Given problem: Convert every line of the rows below into a Markdown table with two columns, Number and Line, numbering the lines in order and leaving out blank lines. Leave the pictures out of the answer.

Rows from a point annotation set
** start **
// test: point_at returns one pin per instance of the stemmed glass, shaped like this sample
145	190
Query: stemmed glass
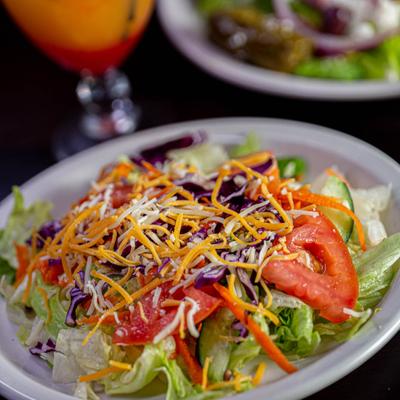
91	37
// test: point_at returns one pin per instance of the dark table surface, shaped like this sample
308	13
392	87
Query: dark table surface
36	95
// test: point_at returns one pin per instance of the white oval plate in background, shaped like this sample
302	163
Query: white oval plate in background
24	376
186	29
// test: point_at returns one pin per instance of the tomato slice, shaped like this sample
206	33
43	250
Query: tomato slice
330	291
50	273
139	330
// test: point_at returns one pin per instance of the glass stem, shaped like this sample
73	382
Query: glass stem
109	111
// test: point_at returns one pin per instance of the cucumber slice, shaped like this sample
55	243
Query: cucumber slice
212	344
334	187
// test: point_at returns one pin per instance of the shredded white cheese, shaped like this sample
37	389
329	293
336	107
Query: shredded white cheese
172	326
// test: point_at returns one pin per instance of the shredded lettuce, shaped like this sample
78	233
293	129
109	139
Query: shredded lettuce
296	334
250	145
207	157
20	224
57	311
376	268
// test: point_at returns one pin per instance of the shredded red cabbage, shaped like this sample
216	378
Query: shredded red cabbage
210	276
41	348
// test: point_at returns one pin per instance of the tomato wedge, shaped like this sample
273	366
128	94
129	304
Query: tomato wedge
330	291
139	330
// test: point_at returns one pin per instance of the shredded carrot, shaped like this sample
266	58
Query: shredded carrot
326	201
193	367
98	375
23	262
259	374
151	168
120	365
262	338
204	377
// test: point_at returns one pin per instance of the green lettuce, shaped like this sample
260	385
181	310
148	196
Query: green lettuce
155	359
72	359
376	268
296	334
292	167
250	145
7	271
382	62
58	312
207	157
344	331
249	349
337	68
211	6
20	224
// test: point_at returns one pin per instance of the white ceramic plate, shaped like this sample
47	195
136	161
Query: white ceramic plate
186	29
26	377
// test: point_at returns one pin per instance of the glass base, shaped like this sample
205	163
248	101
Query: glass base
72	136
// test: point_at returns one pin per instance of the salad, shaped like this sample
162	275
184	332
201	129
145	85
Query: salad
188	268
326	39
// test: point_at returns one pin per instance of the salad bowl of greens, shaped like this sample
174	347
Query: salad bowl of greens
328	49
128	323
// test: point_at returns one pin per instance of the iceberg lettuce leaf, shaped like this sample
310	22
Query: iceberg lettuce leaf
57	311
296	334
20	224
376	268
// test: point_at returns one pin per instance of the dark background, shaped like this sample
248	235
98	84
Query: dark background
36	95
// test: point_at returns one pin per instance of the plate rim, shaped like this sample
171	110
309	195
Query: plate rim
366	349
221	65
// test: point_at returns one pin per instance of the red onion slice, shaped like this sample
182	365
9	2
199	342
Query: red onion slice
325	43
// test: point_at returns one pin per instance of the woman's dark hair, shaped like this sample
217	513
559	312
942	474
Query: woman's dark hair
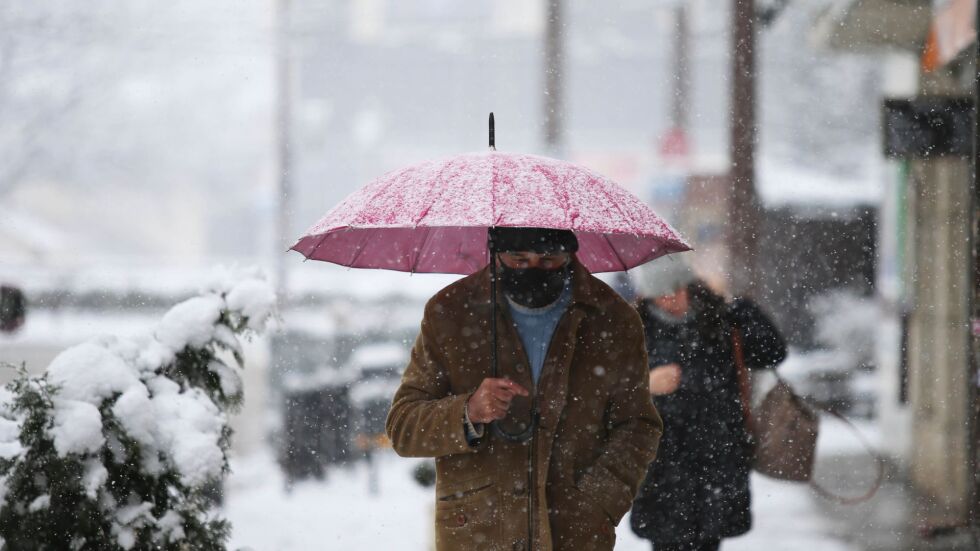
709	310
** end **
Problem solution:
| Number | Line |
|---|---|
| 1 | // test: point_at returns one pin per instance of the stemmed glass, shaped like this sample |
| 2 | 145	190 |
| 3 | Query: stemmed glass |
| 4 | 91	37 |
| 5 | // test: point_at returns one pin per instance of the dark table surface, shaped like this sample |
| 6 | 308	13 |
| 7 | 392	87 |
| 8 | Query: dark table surface |
| 9 | 36	95 |
| 10 | // test: point_at returns one pin per instance of the white oval plate in background, shaped like this sample |
| 11 | 302	163 |
| 12 | Query: white oval plate in background |
| 13 | 24	376 |
| 14 | 186	29 |
| 15 | // test: point_at returns one pin per instance of the tomato slice, shaped like this sample |
| 16 | 206	33 |
| 17 | 43	250 |
| 18 | Query: tomato slice |
| 19 | 330	291 |
| 20 | 50	273 |
| 21 | 139	330 |
| 22 | // test: point_at returns one pin per instance of the glass stem, shaped like this sample |
| 23 | 73	382 |
| 24 | Query: glass stem |
| 25 | 109	111 |
| 26 | // test: point_at returns one pin per instance of the cucumber slice, shaped like this sample |
| 27 | 55	243 |
| 28 | Query: cucumber slice |
| 29 | 212	344 |
| 30 | 334	187 |
| 31 | // test: point_at returns one pin per instance of the shredded white cheese, shaped like this sample |
| 32 | 37	389 |
| 33 | 329	293 |
| 34 | 336	107 |
| 35 | Query: shredded white cheese |
| 36 | 172	326 |
| 37 | // test: point_at returns one pin per instance of the shredded lettuce, shaped like this sample |
| 38 | 78	233 |
| 39 | 293	129 |
| 40 | 109	139 |
| 41 | Query: shredded lettuce |
| 42 | 296	334 |
| 43 | 250	145 |
| 44 | 207	157 |
| 45 | 20	224 |
| 46 | 57	311 |
| 47 | 376	268 |
| 48 | // test: point_at returns one pin per instance of the shredded red cabbage, shaped like this sample |
| 49 | 216	378 |
| 50 | Query: shredded red cabbage |
| 51 | 210	276 |
| 52 | 41	348 |
| 53 | // test: point_at returns one pin per instance of the tomato wedge, shaped like this sample |
| 54 | 273	366 |
| 55 | 128	94 |
| 56 | 129	304 |
| 57 | Query: tomato wedge |
| 58 | 330	291 |
| 59 | 139	330 |
| 60 | // test: point_at returns one pin per instance of the shredded carrot, shaped like this sample |
| 61 | 266	58 |
| 62 | Query: shredded carrot |
| 63 | 326	201 |
| 64 | 193	367 |
| 65 | 98	375 |
| 66 | 23	262 |
| 67 | 259	374 |
| 68 | 151	168 |
| 69 | 120	365 |
| 70 | 262	338 |
| 71 | 204	377 |
| 72 | // test: point_at returns one pin per instance of the green lettuce, shaped like this sample |
| 73 | 260	385 |
| 74 | 181	310 |
| 75 | 148	196 |
| 76 | Query: green lettuce |
| 77 | 155	359 |
| 78 | 72	359 |
| 79 | 376	268 |
| 80 | 296	334 |
| 81 | 292	167 |
| 82 | 250	145 |
| 83 | 7	271 |
| 84 | 382	62 |
| 85 | 58	312 |
| 86 | 207	157 |
| 87 | 344	331 |
| 88 | 249	349 |
| 89 | 337	68 |
| 90 | 211	6 |
| 91 | 20	224 |
| 92 | // test: point_at returns one pin per instance of the white ceramic plate, shaped like this sample |
| 93 | 47	195 |
| 94 | 136	161 |
| 95 | Query: white ceramic plate |
| 96 | 186	29 |
| 97 | 26	377 |
| 98 | // test: point_at returns one pin per instance of the glass base, shaped like this sample |
| 99 | 205	163 |
| 100 | 248	101 |
| 101 | Query: glass base |
| 102 | 72	136 |
| 103 | // test: point_at returns one pin per instance of the salad, shaped like this sample |
| 104 | 162	275 |
| 105 | 184	332 |
| 106 | 201	129 |
| 107 | 145	85 |
| 108 | Query: salad |
| 109 | 188	268 |
| 110 | 326	39 |
| 111 | // test: point_at returns one pin per instance of the salad bowl of greens, shaped like this sample |
| 112 | 174	347 |
| 113 | Query: salad bowl of greens |
| 114 | 328	49 |
| 115 | 128	323 |
| 116 | // test: point_at returns one pin per instance of the iceberg lettuce leaf, shaped like this sample |
| 117 | 310	22 |
| 118 | Query: iceberg lettuce leaf |
| 119 | 57	311 |
| 120 | 296	334 |
| 121 | 20	224 |
| 122 | 376	268 |
| 123 | // test: point_at returns one pin per instance of the dark background, shaped like this sample |
| 124 | 248	235 |
| 125 | 98	84 |
| 126 | Query: dark background |
| 127 | 36	95 |
| 128 | // test: point_at returns one pin per instance of the plate rim, shaped like this sample |
| 129 | 171	110 |
| 130 | 309	195 |
| 131 | Query: plate rim |
| 132 | 366	349 |
| 133 | 221	65 |
| 134 | // test: point_at returns one pin per instance of the red onion slice, shaped like this sample |
| 135 | 182	365 |
| 136 | 9	2 |
| 137 | 199	342 |
| 138 | Query: red onion slice |
| 139 | 325	43 |
| 140 | // test: point_at returns one pin per instance of the woman's dark hair, shaped like this sample |
| 141 | 217	513 |
| 142 | 559	312 |
| 143 | 942	474 |
| 144 | Query: woman's dark hair |
| 145 | 709	310 |